Extend the interview about a career in television production below, picking up after its final sentence.

▶ Document text:
....
Freelance Voice Over Talent


Being a rookie in Sports TV isn’t that much different than being a rookie in the NFL – everything, and everybody, moves faster than you expect.

“My first few weeks at CNN, when I was a floor director and studio camera operator, it was so difficult for me to keep up”  says Cindy Beaumont-Eldridge a 20 year veteran of the TV industry.
“The director was talking so fast, and I had to cherry pick out of a huge stream of commands, what I needed to be doing.  I learned that I needed to listen fast and act fast…. TV waits for no man!”

When did you decide that you wanted to pursue a career in Television?

Pretty much as I entered college.  My original love was theater/acting, but I knew that would be a long and arduous track… so a career in Television Production was the next best thing. 

What was it about working in Television Production that originally lured you?

Again, its proximity to performance and theater… plus it’s always a good conversation starter!  Who doesn’t love hearing about all those exciting "behind the scenes" stories? 

Cindy Beaumont-Eldridge’s TV “Stats”

nfl network sports producerEducation: Purdue University

Production Jobs held: Studio Cameraman, Floor Director, Graphics Operator, Sportscaster, Voice Over Talent

Stations: CNN (Atlanta, GA) CNN/Sports Illustrated (Atlanta, GA) CNN Headline News (Atlanta, GA) News 14 (Charlotte, NC)

Best piece of advice: Take advantage of all opportunities. If there’s equipment available to learn, learn it.  If a producer will let you write a story, write it.

You went to Purdue, how much did it help you in your Television career?

Purdue had a fine Telecommunication school, but probably not the best in the state.  Looking back, I could’ve used more "hands on" classes, and less "lecture hall", rhetoric stuff.  But again…. here came CNN to recruit, and I got the job, so apparently it was good enough! 

How did you land your first Television production job?

CNN came recruiting at Purdue my senior year, and my interview with them was DISASTROUS.  I left in tears.  How could I possibly show up for an interview with the world’s news leader, and not even look at the headlines that day?!  Rookie mistake… and one that I learned from big time.  But go figure… I must’ve done something right…. I got the offer about a month later.
....
▶ Stored records:
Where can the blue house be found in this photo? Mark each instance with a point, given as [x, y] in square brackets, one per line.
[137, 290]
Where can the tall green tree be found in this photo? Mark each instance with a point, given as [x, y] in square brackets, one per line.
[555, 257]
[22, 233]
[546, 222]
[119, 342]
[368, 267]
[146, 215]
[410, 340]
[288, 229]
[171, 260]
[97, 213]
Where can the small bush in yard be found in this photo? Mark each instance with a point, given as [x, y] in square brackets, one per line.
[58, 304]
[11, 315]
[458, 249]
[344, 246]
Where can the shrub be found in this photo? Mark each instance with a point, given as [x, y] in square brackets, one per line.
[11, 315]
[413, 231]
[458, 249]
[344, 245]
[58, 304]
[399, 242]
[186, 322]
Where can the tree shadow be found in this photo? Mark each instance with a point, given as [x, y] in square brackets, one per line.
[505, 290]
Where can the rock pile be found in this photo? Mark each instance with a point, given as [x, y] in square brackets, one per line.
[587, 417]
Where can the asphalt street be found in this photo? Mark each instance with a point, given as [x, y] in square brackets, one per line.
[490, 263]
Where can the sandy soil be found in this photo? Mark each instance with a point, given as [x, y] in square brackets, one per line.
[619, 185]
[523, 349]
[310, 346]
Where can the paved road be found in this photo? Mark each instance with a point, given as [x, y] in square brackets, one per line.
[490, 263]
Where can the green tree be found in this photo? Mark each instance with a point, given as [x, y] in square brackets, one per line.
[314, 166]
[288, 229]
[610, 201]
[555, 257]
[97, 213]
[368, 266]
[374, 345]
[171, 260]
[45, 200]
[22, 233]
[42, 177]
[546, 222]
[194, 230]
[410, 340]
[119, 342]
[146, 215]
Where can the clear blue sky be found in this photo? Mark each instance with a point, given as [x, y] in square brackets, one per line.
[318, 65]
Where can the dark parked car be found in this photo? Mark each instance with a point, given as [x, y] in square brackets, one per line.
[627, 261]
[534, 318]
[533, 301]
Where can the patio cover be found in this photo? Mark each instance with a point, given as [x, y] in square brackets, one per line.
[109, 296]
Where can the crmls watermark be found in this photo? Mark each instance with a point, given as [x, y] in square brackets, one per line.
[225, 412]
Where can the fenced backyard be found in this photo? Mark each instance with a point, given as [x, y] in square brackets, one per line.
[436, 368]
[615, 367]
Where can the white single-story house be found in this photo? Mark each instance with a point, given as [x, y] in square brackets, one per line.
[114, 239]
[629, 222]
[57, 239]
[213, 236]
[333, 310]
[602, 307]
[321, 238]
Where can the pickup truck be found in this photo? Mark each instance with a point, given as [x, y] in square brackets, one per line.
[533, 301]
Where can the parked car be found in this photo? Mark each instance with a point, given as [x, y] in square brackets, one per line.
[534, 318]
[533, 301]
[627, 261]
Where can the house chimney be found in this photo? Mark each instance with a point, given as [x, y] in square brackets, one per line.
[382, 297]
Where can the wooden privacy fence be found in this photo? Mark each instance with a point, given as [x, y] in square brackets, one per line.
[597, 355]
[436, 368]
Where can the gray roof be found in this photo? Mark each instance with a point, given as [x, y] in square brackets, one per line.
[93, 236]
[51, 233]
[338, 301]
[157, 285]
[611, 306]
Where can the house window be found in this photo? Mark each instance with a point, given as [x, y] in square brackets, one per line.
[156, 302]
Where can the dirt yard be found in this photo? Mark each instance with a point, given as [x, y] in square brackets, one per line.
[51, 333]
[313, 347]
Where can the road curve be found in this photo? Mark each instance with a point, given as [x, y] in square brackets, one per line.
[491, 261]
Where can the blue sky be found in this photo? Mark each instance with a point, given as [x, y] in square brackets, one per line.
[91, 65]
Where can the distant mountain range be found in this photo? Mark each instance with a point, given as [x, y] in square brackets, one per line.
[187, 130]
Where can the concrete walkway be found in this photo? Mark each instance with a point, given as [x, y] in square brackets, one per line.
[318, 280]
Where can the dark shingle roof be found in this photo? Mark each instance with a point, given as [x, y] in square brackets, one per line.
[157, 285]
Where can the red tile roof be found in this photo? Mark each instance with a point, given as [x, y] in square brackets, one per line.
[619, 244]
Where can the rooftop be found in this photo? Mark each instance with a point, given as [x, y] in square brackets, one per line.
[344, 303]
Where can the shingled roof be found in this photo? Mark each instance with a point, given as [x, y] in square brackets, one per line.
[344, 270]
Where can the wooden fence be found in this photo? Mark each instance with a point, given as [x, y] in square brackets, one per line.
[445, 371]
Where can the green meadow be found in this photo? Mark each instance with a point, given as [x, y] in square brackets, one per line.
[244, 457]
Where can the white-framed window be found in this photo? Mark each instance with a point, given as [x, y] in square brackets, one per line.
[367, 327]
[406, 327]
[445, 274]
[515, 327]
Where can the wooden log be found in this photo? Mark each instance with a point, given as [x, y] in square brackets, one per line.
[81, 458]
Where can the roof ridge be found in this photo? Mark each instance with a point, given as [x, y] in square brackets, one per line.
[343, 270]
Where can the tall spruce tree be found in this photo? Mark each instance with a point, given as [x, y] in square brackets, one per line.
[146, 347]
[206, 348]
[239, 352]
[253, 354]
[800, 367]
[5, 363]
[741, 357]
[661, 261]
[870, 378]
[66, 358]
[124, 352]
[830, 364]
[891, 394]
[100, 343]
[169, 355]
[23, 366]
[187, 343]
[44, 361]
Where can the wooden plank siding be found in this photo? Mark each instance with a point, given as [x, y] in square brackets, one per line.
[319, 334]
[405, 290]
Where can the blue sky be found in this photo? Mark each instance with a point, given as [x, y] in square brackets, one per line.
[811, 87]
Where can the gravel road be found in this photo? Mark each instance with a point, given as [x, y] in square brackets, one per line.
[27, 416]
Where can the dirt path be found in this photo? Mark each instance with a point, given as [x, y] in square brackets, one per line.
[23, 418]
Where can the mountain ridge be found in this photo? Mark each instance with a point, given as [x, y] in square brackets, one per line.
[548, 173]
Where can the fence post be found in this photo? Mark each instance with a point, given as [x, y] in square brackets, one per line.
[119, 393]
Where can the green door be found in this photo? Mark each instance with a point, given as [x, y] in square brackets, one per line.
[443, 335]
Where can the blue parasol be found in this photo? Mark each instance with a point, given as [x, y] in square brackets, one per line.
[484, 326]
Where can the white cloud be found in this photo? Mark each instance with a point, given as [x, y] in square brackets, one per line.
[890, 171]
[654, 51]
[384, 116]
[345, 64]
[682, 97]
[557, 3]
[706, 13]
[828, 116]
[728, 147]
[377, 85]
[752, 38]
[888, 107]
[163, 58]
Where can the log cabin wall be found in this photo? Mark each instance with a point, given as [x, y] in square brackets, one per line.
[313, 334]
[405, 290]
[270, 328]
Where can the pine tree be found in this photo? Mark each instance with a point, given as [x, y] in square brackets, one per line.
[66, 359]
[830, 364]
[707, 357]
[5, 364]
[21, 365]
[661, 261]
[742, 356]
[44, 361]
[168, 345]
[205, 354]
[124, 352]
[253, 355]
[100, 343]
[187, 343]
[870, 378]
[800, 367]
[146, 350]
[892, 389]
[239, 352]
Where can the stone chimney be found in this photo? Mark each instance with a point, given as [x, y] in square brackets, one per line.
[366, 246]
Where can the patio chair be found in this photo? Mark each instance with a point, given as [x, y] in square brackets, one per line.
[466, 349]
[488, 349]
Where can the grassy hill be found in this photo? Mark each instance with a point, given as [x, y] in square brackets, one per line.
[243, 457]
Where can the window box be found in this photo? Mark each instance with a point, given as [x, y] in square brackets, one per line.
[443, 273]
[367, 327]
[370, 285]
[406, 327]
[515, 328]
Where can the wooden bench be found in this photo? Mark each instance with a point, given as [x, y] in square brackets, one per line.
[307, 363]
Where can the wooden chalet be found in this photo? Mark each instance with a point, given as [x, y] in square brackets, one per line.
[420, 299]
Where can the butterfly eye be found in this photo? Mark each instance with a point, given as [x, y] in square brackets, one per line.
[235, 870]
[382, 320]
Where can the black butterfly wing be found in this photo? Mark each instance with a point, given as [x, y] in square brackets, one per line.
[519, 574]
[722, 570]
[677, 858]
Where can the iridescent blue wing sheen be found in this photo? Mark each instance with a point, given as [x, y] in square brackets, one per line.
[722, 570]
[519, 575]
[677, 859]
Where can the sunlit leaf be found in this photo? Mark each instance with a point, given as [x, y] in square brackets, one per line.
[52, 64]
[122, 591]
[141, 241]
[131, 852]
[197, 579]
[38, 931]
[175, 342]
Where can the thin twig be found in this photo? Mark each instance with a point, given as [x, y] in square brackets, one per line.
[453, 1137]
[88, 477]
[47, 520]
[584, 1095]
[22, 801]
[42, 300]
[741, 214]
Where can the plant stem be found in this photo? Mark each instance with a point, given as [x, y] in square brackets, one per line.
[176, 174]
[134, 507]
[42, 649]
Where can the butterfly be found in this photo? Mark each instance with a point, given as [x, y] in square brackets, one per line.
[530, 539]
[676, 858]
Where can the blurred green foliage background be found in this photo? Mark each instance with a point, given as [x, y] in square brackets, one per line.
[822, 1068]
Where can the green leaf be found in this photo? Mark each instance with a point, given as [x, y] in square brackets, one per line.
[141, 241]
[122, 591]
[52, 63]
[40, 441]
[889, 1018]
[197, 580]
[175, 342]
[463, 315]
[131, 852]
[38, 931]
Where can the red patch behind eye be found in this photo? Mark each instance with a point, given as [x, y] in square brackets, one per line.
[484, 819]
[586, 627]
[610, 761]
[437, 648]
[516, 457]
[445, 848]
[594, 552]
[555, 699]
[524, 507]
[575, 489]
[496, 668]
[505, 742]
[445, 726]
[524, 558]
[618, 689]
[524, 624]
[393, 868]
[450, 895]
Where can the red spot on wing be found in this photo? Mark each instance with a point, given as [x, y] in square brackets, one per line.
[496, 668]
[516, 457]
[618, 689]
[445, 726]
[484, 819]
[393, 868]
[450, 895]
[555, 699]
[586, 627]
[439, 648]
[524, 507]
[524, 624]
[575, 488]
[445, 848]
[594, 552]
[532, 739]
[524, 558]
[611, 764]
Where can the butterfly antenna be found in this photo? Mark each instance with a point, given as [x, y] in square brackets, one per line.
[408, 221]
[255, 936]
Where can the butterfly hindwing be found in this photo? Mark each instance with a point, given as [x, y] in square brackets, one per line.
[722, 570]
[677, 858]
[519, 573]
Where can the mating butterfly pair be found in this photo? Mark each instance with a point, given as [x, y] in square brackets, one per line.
....
▶ Answer below:
After your first few months did you know you made the right career choice, or were there concerns?

Within about 2 months, the Gulf War started and CNN took off…. it was exciting, groundbreaking and exactly what I wanted to be doing.

Would you do anything differently if you could go back to the early stages of your career?

Possibly get more experience on more pieces of equipment while I had the chance…. be a little more "well rounded".

Was it difficult being a woman in sports journalism? Did you have to work harder to gain respect?

For SURE.  Without question.  I’ve always maintained that while I’m more interested in sports than the average woman, I do not have a memory vault of stats for every player in every sport.   BUT, I do know how to look them up, and check my facts with whatever or whomever is available.  I’d rather look misinformed with the copy editor than the entire viewing audience! 

Do you have any advice for someone considering a career in Television?

Get experience wherever and however you can.  If there’s equipment available to learn, learn it.  If a producer will let you write a story, write it.  That, and learn how to listen fast! 

Do you have a memorable story – whether funny, sad or just interesting – that you’d like to share?

Along with being the World’s News Leader, CNN was also known as the "Graduate School of Broadcasting" [see above re. learning everything you can]… as well as a pretty decent dating service.  My husband and I are one of probably hundreds who met their spouses in the hallowed halls of CNN.  What more could you ask for in a company?!